TO DO — Convert each item below into a Markdown table with two columns, Row and Line. Number every line that has text and omit blank lines.

*-*-*

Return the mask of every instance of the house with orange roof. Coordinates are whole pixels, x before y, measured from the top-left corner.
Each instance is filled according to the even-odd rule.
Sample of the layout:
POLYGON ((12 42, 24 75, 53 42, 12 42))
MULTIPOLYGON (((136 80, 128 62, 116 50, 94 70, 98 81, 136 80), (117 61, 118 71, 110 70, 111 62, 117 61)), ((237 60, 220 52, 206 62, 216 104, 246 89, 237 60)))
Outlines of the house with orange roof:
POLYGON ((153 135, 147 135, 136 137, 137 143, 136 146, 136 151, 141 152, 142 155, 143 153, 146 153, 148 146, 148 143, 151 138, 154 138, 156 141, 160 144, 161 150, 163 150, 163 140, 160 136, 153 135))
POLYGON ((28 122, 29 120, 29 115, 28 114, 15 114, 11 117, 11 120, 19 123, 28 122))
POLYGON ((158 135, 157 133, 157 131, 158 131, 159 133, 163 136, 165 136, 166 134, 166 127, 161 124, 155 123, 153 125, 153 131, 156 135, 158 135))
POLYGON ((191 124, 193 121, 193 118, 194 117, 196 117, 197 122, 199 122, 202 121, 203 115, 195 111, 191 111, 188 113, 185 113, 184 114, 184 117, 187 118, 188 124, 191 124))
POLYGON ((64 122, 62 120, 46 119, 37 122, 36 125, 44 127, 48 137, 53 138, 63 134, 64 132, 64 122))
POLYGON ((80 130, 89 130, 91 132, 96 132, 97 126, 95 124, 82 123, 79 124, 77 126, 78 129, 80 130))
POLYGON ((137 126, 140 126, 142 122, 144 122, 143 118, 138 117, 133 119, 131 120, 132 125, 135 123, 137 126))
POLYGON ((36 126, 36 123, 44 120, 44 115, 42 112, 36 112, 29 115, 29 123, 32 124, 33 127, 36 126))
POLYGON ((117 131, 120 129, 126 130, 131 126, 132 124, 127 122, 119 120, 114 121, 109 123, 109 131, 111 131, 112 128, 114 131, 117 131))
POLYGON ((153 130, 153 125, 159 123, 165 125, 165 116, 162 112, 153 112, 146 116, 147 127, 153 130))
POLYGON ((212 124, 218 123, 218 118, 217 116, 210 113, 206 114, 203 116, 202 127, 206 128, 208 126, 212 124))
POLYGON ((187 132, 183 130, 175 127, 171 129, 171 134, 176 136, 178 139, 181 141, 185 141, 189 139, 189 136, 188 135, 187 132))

*-*-*

TASK OUTPUT —
| Row | Line |
|---|---|
| 1 | Return the mask of every instance of the house with orange roof. Coordinates are whole pixels, x before y, measured from the top-left corner. |
| 2 | Each instance is filled according to the even-odd rule. |
| 3 | Sample of the layout: |
| 4 | POLYGON ((12 42, 24 75, 53 42, 12 42)) |
| 5 | MULTIPOLYGON (((136 80, 128 62, 116 50, 94 70, 98 81, 136 80), (117 61, 118 71, 110 70, 111 62, 117 61)), ((237 60, 220 52, 206 62, 216 104, 246 89, 237 60))) |
| 6 | Outlines of the house with orange roof: |
| 7 | POLYGON ((153 135, 147 135, 136 137, 137 143, 136 146, 136 151, 141 152, 142 155, 143 153, 146 153, 148 146, 148 143, 151 138, 154 138, 156 141, 160 144, 161 150, 163 150, 163 140, 160 136, 153 135)) |
| 8 | POLYGON ((28 122, 29 120, 29 115, 28 114, 15 114, 11 117, 11 120, 19 123, 28 122)) |
| 9 | POLYGON ((158 135, 157 133, 157 131, 158 131, 159 133, 163 136, 165 136, 166 134, 166 127, 161 124, 155 123, 153 125, 153 131, 156 135, 158 135)) |
| 10 | POLYGON ((191 124, 193 121, 193 118, 194 117, 196 117, 197 122, 199 122, 202 121, 203 115, 195 111, 191 111, 188 113, 185 113, 184 114, 184 117, 187 118, 188 124, 191 124)) |
| 11 | POLYGON ((64 122, 62 120, 46 119, 37 122, 36 125, 44 127, 48 137, 53 138, 63 134, 64 132, 64 122)) |
| 12 | POLYGON ((80 130, 89 130, 91 132, 96 132, 97 126, 95 124, 82 123, 79 124, 77 126, 78 129, 80 130)) |
| 13 | POLYGON ((137 126, 140 126, 142 122, 144 122, 143 118, 138 117, 133 119, 131 120, 132 125, 135 123, 137 126)) |
| 14 | POLYGON ((36 126, 36 123, 44 120, 44 115, 42 112, 36 112, 29 115, 29 123, 32 124, 33 127, 36 126)) |
| 15 | POLYGON ((117 131, 120 129, 126 130, 131 126, 132 124, 127 122, 119 120, 114 121, 109 123, 109 131, 111 131, 112 128, 114 131, 117 131)) |
| 16 | POLYGON ((153 130, 153 125, 159 123, 165 125, 165 116, 162 112, 153 112, 146 116, 147 127, 153 130)) |
| 17 | POLYGON ((212 124, 218 123, 218 118, 217 116, 210 113, 206 114, 203 116, 202 127, 206 128, 208 126, 212 124)) |
| 18 | POLYGON ((187 132, 183 130, 175 127, 171 129, 171 134, 176 136, 178 139, 181 141, 185 141, 189 139, 189 136, 188 135, 187 132)) |